▶ _Records to process_:
══════

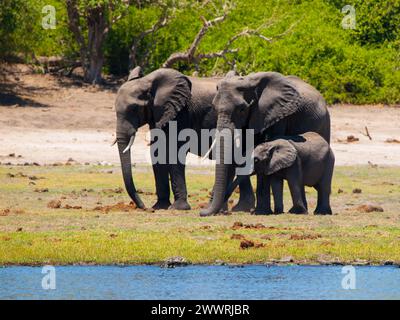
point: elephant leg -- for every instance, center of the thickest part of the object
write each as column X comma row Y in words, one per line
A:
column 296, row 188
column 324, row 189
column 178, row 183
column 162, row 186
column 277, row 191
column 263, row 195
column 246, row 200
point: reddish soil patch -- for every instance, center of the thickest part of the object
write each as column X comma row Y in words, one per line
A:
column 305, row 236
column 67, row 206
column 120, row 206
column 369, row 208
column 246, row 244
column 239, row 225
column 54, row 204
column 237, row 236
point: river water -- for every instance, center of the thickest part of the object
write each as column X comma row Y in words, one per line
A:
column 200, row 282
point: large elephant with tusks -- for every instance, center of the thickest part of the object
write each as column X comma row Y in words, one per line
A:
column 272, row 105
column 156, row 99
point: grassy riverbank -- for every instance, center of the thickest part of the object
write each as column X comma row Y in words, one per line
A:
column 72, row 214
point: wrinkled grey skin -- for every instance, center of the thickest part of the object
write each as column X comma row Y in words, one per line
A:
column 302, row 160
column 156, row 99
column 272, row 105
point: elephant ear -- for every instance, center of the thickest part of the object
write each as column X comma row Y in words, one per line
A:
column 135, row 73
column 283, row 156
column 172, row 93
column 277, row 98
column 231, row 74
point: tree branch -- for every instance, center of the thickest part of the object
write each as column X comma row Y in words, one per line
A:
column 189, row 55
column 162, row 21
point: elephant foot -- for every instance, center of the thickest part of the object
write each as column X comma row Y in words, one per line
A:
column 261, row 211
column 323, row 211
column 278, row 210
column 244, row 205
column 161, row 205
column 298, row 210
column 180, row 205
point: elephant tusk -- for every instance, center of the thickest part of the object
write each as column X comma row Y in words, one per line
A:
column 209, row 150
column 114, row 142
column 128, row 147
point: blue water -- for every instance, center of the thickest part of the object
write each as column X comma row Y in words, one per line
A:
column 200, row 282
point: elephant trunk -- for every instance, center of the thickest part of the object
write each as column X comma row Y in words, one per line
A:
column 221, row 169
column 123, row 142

══════

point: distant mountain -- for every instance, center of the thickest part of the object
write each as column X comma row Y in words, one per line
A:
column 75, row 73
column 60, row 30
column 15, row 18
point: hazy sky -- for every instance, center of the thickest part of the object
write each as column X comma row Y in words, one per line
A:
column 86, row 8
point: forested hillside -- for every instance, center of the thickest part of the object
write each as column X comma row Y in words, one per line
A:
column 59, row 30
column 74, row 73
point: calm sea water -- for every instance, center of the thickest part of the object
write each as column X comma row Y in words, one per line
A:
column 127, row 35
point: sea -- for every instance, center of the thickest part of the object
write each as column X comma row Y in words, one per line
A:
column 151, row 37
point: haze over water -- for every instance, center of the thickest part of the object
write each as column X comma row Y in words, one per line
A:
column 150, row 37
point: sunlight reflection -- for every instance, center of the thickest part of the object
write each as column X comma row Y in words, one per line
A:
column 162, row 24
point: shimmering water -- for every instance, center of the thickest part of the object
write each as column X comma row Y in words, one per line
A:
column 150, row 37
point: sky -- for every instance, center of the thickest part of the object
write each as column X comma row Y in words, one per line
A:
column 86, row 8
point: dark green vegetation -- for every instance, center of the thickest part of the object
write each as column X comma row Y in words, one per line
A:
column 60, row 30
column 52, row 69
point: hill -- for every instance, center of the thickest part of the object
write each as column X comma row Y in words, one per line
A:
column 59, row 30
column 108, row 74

══════

▶ _Work to do_:
Collect every line in the data above that contains the word "water", and copy each of those lines in full.

▶ _Result of this exercise_:
point: river water -- for every instance, center of the thickest part of the object
point: blue water -- for every instance, center of the thickest part of the object
point: calm sea water -- for every instance, center of the thickest part of the object
point: haze over water -- for every instance, center of the thickest part of the object
point: shimmering water -- for every instance, center of the thickest part of the object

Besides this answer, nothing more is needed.